Data items:

----

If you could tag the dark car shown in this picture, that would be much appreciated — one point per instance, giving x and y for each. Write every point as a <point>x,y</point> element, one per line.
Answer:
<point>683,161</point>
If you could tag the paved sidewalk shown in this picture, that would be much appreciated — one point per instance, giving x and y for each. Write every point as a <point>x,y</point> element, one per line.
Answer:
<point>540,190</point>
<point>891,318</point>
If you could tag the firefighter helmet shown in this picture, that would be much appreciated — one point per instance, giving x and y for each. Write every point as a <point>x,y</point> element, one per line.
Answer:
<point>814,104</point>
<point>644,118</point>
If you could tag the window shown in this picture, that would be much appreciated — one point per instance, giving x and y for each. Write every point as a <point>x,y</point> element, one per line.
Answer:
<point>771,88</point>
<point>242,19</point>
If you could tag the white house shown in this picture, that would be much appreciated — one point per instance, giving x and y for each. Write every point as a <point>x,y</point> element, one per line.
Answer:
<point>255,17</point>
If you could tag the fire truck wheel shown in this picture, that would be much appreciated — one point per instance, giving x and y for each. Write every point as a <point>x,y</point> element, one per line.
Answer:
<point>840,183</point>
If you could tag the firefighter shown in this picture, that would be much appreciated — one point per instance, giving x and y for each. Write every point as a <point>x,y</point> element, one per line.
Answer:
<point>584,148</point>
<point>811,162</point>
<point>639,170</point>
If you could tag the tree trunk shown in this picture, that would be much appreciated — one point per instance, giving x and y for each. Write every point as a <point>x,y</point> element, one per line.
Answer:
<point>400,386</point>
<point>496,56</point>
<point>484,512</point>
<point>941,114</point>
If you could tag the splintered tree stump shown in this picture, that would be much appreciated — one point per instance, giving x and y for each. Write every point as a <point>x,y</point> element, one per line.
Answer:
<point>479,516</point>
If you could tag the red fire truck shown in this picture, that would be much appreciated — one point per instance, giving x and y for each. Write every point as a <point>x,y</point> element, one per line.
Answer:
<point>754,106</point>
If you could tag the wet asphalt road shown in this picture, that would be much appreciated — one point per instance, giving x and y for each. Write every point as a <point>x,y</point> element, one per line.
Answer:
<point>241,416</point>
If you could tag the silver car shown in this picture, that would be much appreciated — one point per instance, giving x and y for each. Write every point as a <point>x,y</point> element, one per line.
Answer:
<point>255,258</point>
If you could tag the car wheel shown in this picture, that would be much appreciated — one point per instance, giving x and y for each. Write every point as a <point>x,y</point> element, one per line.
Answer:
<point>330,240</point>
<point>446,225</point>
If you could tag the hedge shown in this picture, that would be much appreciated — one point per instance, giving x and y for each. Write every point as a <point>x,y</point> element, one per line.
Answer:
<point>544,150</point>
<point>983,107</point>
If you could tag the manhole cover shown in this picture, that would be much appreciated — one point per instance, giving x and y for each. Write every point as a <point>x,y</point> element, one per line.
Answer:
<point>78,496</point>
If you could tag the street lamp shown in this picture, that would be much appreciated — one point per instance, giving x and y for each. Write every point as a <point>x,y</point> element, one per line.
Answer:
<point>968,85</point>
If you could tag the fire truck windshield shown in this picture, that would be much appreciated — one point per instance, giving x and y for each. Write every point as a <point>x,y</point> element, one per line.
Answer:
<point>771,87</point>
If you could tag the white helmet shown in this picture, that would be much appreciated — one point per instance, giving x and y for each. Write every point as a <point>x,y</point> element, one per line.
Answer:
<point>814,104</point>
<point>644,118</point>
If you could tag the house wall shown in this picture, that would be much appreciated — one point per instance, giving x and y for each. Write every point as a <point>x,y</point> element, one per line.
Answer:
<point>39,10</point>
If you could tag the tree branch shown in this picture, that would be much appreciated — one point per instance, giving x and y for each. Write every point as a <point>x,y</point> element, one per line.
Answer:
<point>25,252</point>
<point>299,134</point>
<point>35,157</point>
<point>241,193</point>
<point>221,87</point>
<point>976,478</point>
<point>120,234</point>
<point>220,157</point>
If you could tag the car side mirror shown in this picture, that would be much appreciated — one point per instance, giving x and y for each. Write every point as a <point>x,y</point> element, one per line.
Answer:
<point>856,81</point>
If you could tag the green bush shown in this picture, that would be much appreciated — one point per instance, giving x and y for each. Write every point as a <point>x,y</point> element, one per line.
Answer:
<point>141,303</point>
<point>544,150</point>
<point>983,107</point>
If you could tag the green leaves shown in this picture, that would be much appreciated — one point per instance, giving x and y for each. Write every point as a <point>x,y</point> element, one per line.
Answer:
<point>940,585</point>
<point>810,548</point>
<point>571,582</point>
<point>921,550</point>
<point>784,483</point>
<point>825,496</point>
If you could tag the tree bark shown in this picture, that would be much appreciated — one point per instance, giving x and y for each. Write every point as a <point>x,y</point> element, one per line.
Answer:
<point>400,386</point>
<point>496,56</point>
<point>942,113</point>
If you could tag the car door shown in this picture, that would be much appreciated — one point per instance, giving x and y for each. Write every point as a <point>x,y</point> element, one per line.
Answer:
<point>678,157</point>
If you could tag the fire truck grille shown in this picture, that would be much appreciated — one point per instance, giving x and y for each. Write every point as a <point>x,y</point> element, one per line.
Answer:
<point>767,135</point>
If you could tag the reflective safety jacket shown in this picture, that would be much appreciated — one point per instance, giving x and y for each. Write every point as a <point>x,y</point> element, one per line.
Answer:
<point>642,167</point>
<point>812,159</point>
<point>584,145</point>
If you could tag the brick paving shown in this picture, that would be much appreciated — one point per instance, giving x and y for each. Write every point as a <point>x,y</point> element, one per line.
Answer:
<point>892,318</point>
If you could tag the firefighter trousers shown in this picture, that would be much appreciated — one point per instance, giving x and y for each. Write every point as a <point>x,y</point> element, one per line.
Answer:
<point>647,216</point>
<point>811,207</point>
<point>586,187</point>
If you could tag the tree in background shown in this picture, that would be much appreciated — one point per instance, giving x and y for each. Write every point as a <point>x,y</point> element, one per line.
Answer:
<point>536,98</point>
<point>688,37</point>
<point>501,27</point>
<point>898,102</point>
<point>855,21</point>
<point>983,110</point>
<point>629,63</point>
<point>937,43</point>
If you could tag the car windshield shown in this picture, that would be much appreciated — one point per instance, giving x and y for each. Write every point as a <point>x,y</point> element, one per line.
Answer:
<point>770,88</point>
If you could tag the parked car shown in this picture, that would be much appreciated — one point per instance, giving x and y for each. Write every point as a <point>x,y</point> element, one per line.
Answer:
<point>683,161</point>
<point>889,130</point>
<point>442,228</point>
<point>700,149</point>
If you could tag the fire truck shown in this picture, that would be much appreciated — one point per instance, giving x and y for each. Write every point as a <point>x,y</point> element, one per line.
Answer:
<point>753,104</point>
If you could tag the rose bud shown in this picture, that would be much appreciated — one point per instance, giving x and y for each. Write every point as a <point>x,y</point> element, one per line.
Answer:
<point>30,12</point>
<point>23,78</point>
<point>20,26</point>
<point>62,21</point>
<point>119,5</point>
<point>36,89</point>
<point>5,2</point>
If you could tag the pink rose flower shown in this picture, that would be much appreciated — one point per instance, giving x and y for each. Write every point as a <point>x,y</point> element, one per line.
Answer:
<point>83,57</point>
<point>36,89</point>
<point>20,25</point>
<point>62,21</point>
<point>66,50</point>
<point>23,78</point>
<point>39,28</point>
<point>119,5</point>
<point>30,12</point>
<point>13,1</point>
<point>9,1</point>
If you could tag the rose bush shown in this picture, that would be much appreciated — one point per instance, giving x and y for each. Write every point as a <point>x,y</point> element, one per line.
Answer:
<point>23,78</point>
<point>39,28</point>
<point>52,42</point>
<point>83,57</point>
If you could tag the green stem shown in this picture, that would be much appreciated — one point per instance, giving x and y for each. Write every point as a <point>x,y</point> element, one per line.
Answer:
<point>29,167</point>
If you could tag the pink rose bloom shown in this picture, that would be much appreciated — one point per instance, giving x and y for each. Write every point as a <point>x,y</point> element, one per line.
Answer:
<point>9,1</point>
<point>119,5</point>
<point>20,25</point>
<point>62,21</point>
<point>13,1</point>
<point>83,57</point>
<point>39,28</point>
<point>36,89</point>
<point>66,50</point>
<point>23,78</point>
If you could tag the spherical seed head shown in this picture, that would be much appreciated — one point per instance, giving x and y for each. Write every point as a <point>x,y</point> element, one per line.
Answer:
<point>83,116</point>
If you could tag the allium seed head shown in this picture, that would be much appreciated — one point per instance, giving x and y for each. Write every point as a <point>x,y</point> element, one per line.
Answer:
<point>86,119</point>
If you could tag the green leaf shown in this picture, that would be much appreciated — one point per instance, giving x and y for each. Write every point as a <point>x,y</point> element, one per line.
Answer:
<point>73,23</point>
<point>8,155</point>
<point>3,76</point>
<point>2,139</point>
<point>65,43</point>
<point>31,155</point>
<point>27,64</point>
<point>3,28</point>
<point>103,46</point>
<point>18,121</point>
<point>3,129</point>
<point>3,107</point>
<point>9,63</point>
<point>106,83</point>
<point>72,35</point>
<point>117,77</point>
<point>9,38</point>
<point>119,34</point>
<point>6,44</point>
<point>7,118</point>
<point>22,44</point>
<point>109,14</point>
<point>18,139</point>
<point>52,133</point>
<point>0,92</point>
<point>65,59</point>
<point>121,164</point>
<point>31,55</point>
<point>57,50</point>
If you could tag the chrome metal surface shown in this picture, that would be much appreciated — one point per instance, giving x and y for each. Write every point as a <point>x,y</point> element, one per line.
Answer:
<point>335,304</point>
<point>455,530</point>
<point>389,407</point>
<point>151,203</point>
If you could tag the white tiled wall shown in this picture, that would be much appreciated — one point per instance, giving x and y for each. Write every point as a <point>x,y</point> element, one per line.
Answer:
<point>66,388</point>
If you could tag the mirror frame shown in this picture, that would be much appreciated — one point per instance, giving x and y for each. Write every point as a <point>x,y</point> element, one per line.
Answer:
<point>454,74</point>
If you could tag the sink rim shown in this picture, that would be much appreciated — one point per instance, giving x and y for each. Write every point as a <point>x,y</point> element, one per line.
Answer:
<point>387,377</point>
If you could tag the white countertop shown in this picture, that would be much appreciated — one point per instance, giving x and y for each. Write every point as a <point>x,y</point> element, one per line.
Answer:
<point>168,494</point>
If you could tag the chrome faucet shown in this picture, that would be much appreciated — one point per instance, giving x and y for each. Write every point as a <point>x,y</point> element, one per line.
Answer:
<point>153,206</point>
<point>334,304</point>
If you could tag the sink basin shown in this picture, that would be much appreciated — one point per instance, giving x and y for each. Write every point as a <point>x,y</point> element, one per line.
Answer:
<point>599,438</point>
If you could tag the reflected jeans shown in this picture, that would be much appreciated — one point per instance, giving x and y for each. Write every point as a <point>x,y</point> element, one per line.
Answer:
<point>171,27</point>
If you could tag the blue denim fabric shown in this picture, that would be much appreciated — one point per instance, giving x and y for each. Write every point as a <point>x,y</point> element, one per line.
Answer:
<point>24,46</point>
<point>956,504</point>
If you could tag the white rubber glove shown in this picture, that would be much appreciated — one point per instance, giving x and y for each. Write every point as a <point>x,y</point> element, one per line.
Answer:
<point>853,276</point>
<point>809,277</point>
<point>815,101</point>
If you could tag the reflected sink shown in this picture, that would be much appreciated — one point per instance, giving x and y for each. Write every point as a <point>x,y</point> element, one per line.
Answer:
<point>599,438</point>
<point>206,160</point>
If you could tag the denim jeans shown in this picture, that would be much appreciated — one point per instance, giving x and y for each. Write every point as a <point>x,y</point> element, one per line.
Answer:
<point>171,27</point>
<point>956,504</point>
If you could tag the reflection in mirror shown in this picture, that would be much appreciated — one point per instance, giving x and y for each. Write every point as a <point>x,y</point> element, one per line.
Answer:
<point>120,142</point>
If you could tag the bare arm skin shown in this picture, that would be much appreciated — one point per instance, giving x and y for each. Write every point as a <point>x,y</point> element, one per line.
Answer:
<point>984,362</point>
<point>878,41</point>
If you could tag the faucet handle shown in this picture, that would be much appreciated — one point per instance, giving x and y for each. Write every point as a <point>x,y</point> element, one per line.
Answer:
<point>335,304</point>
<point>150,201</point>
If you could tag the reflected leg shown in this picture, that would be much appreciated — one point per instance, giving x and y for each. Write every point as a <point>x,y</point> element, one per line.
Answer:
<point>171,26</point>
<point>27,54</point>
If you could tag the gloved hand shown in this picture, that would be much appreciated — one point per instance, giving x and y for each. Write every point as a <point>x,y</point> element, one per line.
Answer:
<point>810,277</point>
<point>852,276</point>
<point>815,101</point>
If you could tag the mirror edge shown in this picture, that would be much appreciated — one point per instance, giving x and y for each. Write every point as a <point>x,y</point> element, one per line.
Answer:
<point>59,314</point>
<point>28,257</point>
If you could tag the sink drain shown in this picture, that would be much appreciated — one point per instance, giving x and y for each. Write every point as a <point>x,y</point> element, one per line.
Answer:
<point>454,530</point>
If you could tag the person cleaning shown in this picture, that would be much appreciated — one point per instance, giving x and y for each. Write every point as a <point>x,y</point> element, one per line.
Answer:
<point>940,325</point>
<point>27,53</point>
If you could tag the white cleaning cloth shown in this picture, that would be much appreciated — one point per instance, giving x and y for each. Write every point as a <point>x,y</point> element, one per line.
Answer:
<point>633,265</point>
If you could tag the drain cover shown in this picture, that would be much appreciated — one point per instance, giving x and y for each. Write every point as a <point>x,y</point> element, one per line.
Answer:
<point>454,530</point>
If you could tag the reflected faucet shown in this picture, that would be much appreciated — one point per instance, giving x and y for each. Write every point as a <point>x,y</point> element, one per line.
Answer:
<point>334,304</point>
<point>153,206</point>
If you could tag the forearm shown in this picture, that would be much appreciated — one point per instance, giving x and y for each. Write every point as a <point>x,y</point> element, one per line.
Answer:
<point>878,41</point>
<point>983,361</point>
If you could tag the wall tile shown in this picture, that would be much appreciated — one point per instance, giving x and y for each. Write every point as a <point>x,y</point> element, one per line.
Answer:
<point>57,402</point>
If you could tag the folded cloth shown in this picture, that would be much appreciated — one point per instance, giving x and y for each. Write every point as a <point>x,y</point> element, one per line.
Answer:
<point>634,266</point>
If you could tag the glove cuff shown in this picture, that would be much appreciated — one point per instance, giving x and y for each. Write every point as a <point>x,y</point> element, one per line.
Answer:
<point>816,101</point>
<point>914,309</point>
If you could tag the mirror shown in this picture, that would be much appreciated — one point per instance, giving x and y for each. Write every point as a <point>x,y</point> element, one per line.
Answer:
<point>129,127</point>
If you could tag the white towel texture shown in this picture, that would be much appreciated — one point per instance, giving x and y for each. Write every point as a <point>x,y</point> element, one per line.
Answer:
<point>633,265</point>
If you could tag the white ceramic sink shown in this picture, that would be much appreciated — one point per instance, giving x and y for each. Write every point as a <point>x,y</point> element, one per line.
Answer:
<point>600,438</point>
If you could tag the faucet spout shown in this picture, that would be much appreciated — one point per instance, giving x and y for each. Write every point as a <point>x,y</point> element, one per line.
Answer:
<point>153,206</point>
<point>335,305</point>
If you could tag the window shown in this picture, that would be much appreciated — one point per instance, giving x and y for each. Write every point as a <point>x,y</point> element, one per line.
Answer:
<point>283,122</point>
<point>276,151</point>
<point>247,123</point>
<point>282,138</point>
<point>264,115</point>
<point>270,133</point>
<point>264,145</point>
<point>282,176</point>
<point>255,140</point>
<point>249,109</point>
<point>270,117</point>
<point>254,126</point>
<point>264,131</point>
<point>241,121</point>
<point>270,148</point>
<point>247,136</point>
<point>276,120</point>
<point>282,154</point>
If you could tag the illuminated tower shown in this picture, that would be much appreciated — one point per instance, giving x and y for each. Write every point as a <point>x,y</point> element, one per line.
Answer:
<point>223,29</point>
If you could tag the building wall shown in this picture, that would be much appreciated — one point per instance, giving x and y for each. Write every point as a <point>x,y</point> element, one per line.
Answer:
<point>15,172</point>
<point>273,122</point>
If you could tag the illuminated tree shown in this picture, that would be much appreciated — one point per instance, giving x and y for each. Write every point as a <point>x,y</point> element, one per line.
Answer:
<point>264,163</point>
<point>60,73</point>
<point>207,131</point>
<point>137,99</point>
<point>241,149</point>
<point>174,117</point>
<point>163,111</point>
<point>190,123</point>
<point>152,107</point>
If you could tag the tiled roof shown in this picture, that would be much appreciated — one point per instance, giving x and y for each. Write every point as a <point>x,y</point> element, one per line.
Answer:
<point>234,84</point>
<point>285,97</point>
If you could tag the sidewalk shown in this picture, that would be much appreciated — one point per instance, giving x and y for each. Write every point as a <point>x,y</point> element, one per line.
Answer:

----

Aim: Copy the rows from the line containing "If you could tag the white house" through the line containing "<point>639,170</point>", both ends included, with the requests kept as they are. Subtract 86 from each coordinate in the answers.

Result below:
If you could tag the white house shown in this picture, that would be much appreciated — one point per instance, giving x and y for each. Write every point as a <point>x,y</point> element, one per line.
Answer:
<point>169,-69</point>
If you could tag the fire truck wheel shown in this picture, that would be much appreciated — one point per instance, giving x and y for each. Write every point as a <point>x,y</point> element, one per line.
Answer:
<point>754,97</point>
If you could tag the firefighter shown in this picture, that would be much appreciated — one point per instance, giving x and y for each. Write every point as a <point>x,y</point> element, one per line.
Answer:
<point>498,62</point>
<point>725,76</point>
<point>553,84</point>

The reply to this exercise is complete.